_Textblock_:
Leipziger Entwicklungspsychologin Kunzmann sucht Schlüssel zur Weisheit

Was ist Weisheit? Kann man sie erlernen? Steigt sie mit dem Alter? Diesen Fragen geht Ute Kunzmann, Professorin am Institut für Psychologie der Universität Leipzig, auf die Spur und hat mitunter überraschende Antworten. Im Campus-Interview spricht sie über die Psychologie der Weisheit, Intellekt und Erfahrungen.

In Film und Literatur sind weise Menschen fast immer alte Männer mit langen, weißen Vollbärten. Ein altes Klischee oder durch Ihre Forschung bestätigt?

_Datenauszug_:
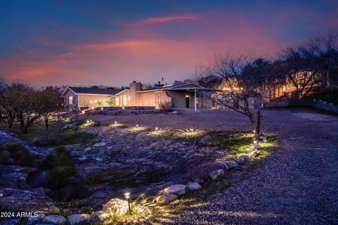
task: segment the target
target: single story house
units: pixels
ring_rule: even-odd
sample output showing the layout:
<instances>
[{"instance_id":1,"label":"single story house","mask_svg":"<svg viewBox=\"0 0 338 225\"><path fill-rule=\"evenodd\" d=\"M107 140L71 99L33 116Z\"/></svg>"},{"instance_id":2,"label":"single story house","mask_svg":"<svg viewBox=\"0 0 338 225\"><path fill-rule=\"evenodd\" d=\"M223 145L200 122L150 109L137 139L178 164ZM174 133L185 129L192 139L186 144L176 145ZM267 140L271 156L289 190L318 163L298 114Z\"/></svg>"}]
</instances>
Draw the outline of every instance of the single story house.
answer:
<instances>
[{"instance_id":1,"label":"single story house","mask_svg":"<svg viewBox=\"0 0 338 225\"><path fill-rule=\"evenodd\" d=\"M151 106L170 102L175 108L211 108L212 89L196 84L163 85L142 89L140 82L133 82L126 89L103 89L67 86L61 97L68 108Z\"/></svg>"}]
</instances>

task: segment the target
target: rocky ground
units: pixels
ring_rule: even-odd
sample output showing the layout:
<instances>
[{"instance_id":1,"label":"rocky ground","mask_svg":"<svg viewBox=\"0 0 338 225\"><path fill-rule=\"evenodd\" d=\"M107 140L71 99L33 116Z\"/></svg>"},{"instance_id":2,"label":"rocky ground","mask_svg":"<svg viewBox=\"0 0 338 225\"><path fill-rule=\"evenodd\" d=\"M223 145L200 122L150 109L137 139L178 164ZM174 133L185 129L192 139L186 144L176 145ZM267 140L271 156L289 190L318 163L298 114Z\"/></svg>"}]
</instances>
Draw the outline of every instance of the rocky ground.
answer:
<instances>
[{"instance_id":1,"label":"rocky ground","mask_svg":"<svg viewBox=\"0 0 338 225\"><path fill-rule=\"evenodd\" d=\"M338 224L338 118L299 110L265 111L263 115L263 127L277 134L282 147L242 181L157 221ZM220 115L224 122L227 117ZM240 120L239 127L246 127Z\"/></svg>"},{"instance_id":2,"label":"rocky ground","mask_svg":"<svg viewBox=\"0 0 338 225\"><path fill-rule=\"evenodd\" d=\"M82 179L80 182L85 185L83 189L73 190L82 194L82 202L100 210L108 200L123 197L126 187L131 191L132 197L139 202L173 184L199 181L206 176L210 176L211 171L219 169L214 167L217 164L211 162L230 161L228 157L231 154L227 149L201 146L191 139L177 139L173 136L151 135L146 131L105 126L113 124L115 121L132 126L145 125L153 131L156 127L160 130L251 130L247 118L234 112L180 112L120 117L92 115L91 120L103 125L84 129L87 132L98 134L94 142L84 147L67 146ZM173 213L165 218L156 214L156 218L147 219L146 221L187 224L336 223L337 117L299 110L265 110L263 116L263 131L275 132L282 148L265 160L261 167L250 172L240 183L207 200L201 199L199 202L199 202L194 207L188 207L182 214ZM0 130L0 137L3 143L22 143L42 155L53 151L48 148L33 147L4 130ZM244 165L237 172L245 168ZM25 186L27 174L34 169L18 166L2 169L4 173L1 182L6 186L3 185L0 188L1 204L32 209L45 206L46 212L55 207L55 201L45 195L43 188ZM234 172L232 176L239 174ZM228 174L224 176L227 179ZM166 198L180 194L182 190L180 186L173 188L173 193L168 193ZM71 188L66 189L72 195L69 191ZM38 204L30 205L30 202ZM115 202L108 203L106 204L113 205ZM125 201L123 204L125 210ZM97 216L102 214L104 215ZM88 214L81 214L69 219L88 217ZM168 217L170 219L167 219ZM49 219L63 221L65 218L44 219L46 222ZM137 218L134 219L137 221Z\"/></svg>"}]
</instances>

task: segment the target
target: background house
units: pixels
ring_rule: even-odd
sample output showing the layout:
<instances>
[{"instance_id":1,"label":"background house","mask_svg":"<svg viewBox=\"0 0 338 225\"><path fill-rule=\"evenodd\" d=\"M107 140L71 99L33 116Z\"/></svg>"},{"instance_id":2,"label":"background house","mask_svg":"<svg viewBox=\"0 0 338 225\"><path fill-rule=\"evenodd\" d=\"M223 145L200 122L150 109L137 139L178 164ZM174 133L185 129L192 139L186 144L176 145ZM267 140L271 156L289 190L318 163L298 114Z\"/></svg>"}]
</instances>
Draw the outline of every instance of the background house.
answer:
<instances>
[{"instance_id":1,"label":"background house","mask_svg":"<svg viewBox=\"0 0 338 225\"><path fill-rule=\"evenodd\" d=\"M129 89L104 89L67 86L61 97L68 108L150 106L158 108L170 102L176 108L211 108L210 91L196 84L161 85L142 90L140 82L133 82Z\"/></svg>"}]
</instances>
---
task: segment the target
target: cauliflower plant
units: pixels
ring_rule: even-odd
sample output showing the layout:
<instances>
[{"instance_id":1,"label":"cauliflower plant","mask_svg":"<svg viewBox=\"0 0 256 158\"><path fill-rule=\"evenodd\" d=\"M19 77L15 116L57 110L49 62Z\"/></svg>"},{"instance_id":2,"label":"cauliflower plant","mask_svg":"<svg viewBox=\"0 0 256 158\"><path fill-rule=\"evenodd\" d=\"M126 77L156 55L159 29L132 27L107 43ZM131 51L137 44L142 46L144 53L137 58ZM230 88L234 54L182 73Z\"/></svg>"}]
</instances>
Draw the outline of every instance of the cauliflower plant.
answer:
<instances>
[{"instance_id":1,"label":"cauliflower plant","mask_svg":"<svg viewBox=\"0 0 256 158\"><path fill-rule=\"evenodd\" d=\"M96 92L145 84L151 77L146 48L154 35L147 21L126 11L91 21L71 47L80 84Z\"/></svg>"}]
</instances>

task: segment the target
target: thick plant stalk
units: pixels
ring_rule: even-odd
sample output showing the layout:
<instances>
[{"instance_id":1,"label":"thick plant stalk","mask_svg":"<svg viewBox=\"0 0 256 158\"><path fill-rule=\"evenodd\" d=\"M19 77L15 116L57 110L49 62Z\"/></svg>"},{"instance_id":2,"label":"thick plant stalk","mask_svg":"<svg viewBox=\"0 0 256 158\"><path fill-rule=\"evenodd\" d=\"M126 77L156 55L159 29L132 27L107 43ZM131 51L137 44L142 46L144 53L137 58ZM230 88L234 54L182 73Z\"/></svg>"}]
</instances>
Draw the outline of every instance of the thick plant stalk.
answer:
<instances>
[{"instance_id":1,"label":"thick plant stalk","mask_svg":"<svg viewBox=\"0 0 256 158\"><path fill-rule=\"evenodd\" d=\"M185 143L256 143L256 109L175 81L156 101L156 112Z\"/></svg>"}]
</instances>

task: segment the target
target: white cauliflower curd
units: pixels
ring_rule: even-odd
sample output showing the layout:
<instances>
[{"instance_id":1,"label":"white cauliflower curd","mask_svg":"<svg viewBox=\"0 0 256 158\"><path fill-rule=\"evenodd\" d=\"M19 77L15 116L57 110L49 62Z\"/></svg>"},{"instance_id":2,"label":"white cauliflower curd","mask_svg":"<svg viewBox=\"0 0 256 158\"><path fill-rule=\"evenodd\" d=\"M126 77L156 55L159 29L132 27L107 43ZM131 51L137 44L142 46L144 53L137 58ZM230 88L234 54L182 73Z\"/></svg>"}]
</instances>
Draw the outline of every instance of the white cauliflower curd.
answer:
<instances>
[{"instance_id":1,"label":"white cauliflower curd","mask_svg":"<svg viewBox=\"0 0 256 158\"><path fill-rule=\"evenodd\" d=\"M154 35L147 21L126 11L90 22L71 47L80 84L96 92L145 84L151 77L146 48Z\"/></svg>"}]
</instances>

_Erklärtes Ziel_:
Prüfen Sie, ob die folgenden Aussagen mit dem Text über die Weisheitsforschung übereinstimmen, und beantworten Sie jede mit Ja oder Nein samt den entscheidenden Worten des Textes als wörtlichem Zitat.
1. Ute Kunzmann lehrt als Professorin am Institut für Psychologie der Universität Leipzig.
2. In Film und Literatur erscheinen weise Menschen meist als junge Frauen.
3. Zu den Fragen, denen Kunzmann nachgeht, gehört, ob Weisheit mit dem Alter zunimmt.

_Antwort unten_:
1. Ja: „Ute Kunzmann, Professorin am Institut für Psychologie der Universität Leipzig“
2. Nein: „In Film und Literatur sind weise Menschen fast immer alte Männer mit langen, weißen Vollbärten.“
3. Ja: „Steigt sie mit dem Alter? Diesen Fragen geht Ute Kunzmann, Professorin am Institut für Psychologie der Universität Leipzig, auf die Spur“